Linda Landreth Phelps
General George Washington at Riverwalk in Yorktown.
Sculptor and artist Cydney Player’s work uniform is steel-toed boots, denim, and leather. Thick cowhide gauntlets and a sturdy apron protect her from sparks and the intense heat as she cuts, hammers, and welds, bending steel to her will in her spacious Williamsburg studio. Cyd (as she prefers to be called) has her current audiobook cranked up loud, and the roll-up door is open to soft spring sunshine and breezes as she works intently towards her fall deadline.

Linda Phelps
Cyd Player in creative mode.
Cyd is one of those enviable members of the fine arts world who has enjoyed a long, viable career in art. “I always knew I’d be an artist, but I tried out many different things before I fell in love with welding. When I saw someone do it for the first time, I knew I had found my medium, or rather, it had found me,” she recalls. That was in 1970, during the first semester of her studies at the Instituto Allende in San Miguel de Allende, Mexico, and she has specialized in metal sculpture ever since. She uses sheets and rods of mild steel and both gas and arc welding techniques which produce white-hot temperatures of more than 6,500 degrees. “When I weld, I’m bringing steel to a molten state and then melting it together to form a seam,” she says. Without proper face shielding, the intense light produced when using the arc welder will fry retinas in a moment. Sculpting under these circumstances requires physical strength, courage, and a certain amount of self-confidence.
Cyd began her career modestly with tabletop pieces but then scaled up drastically following a move east from Sedona to Virginia Beach. Her father (then constructing the first two buildings for the nascent Christian Broadcasting Network) introduced her to CBN’s chairman and founder, Pat Robertson. “Pat was showing us around the main lobby,” Cyd says, “telling me he’d envisioned life-sized bronze statues of the Twelve Apostles there to set the right tone, but it would be much too expensive. Before I knew it, ‘I can do that for you in steel,’ was popping out of my mouth! The process is the same, no matter the scale, I thought, so I was confident that I was capable of it. ‘That’s great,’ Pat replied. ‘Let’s do it!’” It was during that project that she met her future husband, Mike Player, whose knowledge of human anatomy sparked a lifetime love. “We courted over Saint Peter’s big toe,” Cyd recalls with a smile.
Cyd went on to finish that project to universal approval, then came commissions for the Four Horsemen of the Apocalypse and the jaw-dropping, larger-than-life Second Coming, with King Jesus seated upon a white horse, which was done for a private collector. His crown is covered in real gold leaf, and all the weight of the sculpture rests on the steed’s right front leg. Those pieces were particularly rewarding for the artist not just for their scriptural basis, but because they allowed Cyd as a longtime horsewoman to feature and create her favorite animal. Always up for a mental and physical challenge, her favorite equestrian competition in her younger days was endurance riding, such as in the famous Tervis Cup in California, where horse and rider follow a rugged mountainous trail and travel a hundred miles in one day. The woman thinks big.
Cyd’s tallest sculpture was the 14-foot Risen Christ with outstretched arms made for St. Matthew’s Catholic Church in Virginia Beach. “Yes, it’s pretty impressive,” says Cyd, “but the talent that creates my pieces was a gift, and it would be arrogant to boast about a gift. Mine are the hands that create, but ultimately, I’m not the creator.”

※ ※ ※

(SET EXERCISE 1): Based on the article about sculptor Cyd Player, mark each statement yes or no and quote the words that decide it: (a) Cyd started welding in 1970 while studying at the Instituto Allende. (b) The Second Coming sculpture was made for St. Matthew's Catholic Church. (c) Cyd's tallest sculpture stands 14 feet high.
(SET EXERCISE 2): Quote the article about Cyd Player from "Sculptor and artist" to "in creative mode.".
(SET EXERCISE 3): Extend the article about sculptor Cyd Player from the point where it stops.
The records that come next are separate material and unrelated to the article about Cyd Player.

(ROWS):
※ ※ ※

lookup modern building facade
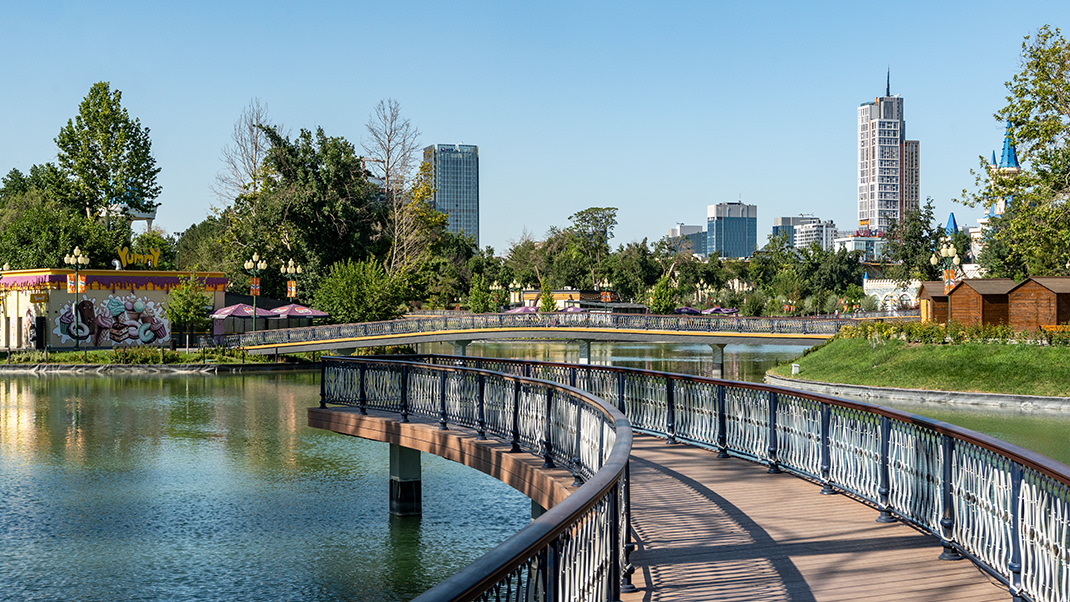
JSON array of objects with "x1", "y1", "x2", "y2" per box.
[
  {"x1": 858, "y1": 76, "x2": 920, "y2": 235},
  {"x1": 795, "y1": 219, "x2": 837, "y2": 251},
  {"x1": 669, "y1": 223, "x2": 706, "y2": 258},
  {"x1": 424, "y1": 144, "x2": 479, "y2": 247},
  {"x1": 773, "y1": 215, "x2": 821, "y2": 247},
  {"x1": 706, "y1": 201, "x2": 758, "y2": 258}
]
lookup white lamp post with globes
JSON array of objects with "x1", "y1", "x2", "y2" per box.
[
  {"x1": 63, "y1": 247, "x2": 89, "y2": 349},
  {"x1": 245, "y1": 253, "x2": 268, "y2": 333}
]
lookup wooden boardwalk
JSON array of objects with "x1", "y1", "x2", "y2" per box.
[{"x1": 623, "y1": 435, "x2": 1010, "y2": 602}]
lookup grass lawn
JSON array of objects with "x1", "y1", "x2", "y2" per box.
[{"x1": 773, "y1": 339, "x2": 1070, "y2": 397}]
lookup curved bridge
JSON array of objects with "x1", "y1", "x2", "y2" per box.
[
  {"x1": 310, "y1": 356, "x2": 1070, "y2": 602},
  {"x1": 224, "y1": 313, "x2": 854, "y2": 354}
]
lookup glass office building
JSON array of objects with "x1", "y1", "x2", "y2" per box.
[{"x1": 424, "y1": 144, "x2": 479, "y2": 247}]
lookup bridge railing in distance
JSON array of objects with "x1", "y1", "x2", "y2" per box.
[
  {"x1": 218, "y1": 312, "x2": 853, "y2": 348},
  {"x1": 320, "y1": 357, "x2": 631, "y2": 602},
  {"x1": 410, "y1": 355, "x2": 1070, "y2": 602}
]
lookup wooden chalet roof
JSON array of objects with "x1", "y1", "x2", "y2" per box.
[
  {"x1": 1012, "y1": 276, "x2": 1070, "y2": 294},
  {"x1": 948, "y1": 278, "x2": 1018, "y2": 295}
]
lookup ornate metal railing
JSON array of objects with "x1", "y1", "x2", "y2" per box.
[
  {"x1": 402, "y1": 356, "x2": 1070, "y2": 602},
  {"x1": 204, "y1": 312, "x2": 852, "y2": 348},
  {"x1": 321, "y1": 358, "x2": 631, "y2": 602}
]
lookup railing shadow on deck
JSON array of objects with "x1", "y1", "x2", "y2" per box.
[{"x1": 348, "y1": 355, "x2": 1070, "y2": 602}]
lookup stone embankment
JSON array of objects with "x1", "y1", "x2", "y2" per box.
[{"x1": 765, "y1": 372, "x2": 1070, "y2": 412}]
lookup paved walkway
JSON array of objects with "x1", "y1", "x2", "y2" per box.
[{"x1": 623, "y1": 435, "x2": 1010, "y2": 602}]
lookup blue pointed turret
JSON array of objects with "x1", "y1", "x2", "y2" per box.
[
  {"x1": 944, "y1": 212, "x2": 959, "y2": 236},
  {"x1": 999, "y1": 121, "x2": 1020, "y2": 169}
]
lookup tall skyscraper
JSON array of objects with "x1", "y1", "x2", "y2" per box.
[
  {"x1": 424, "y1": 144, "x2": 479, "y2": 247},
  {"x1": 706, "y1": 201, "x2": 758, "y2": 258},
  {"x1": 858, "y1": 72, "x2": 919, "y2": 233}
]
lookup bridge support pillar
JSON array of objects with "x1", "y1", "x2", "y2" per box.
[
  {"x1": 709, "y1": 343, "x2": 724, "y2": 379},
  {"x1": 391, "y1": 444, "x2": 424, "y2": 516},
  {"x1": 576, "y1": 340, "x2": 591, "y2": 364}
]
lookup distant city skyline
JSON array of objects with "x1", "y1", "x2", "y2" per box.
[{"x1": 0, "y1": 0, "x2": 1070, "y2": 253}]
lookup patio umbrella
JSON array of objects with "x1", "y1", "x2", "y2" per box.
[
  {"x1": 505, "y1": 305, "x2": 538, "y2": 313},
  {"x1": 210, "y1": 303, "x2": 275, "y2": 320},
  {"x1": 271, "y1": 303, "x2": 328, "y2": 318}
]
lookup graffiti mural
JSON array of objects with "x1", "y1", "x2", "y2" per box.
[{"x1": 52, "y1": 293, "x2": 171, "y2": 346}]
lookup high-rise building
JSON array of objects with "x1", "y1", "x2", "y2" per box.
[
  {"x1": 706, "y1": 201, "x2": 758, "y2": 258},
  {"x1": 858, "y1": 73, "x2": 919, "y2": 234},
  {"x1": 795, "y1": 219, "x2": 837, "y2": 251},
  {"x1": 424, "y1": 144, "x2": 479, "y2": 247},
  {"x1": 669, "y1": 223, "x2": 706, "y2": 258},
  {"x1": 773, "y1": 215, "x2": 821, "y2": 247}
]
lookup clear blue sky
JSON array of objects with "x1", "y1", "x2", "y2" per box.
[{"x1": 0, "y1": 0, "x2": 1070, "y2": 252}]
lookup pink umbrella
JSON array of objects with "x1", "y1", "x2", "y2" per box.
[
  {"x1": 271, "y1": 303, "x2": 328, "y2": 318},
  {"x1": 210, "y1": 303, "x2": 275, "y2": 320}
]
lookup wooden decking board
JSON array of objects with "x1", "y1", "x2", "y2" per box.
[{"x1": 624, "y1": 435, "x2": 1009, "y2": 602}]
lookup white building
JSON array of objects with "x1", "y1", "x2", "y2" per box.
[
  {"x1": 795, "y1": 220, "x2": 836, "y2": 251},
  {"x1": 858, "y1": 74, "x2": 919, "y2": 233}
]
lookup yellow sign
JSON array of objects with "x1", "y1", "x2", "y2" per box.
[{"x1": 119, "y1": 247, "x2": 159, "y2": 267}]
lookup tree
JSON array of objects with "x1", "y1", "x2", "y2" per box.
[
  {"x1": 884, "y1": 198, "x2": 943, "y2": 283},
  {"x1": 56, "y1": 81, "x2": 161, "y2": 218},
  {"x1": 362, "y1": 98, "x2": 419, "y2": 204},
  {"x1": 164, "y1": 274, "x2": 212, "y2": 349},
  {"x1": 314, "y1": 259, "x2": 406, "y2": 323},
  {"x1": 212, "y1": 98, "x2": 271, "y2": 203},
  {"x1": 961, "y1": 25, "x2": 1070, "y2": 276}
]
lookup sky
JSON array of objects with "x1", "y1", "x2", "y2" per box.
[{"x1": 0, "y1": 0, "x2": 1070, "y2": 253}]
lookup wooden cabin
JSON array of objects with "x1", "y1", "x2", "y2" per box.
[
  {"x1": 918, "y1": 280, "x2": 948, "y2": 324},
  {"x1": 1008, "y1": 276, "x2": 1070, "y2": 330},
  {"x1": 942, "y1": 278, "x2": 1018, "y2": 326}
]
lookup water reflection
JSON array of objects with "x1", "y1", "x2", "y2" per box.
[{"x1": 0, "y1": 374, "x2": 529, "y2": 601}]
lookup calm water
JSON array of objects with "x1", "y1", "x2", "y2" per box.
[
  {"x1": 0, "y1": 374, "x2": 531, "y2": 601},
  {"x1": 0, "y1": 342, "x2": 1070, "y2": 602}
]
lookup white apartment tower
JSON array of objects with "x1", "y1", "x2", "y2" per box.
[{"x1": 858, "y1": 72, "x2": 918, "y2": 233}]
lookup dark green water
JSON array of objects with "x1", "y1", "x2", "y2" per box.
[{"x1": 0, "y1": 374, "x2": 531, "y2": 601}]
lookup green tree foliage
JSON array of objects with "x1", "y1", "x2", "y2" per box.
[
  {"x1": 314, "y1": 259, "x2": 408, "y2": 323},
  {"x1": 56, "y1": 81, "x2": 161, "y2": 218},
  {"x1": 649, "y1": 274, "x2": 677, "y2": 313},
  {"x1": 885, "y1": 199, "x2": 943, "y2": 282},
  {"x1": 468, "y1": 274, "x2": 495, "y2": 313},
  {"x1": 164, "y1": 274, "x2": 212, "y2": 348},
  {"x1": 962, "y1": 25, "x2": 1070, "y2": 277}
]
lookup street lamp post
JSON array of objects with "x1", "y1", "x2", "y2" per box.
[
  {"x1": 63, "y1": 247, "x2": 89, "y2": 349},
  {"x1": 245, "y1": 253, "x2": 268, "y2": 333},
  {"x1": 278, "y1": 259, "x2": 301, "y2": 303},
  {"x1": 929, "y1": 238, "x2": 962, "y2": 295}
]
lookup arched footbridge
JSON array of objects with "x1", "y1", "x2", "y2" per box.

※ ※ ※

(OUTPUT 1):
(a) Yes: "That was in 1970, during the first semester of her studies at the Instituto Allende in San Miguel de Allende, Mexico"
(b) No: "which was done for a private collector"
(c) Yes: "Cyd’s tallest sculpture was the 14-foot Risen Christ"

(OUTPUT 2):
Sculptor and artist Cydney Player’s work uniform is steel-toed boots, denim, and leather. Thick cowhide gauntlets and a sturdy apron protect her from sparks and the intense heat as she cuts, hammers, and welds, bending steel to her will in her spacious Williamsburg studio. Cyd (as she prefers to be called) has her current audiobook cranked up loud, and the roll-up door is open to soft spring sunshine and breezes as she works intently towards her fall deadline.

Linda Phelps
Cyd Player in creative mode.

(OUTPUT 3):
Although personally dedicated to her Christian faith, Cyd has accepted commissions for diverse secular themes as well during her career, such as the modernistic sprawling book sculpture gracing the front of the public library in James City County. “I’m always conscious as I work that the pieces are not mine,” the artist says. “They belong to the ones who commissioned them, and I strive to please them.”
Currently Cyd is deeply into construction of a statue of General Jean Baptiste Donatien de Vimeur, Comte de Rochambeau, her fourth and final figure depicting an historically related group of famous heroes of the American Revolution. An imagined strategy conference between General George Washington, Admiral de Grasse, and General Lafayette will be completed with General Rochambeau’s addition to the trio of icons now occupying a place of honor at Yorktown’s Riverwalk.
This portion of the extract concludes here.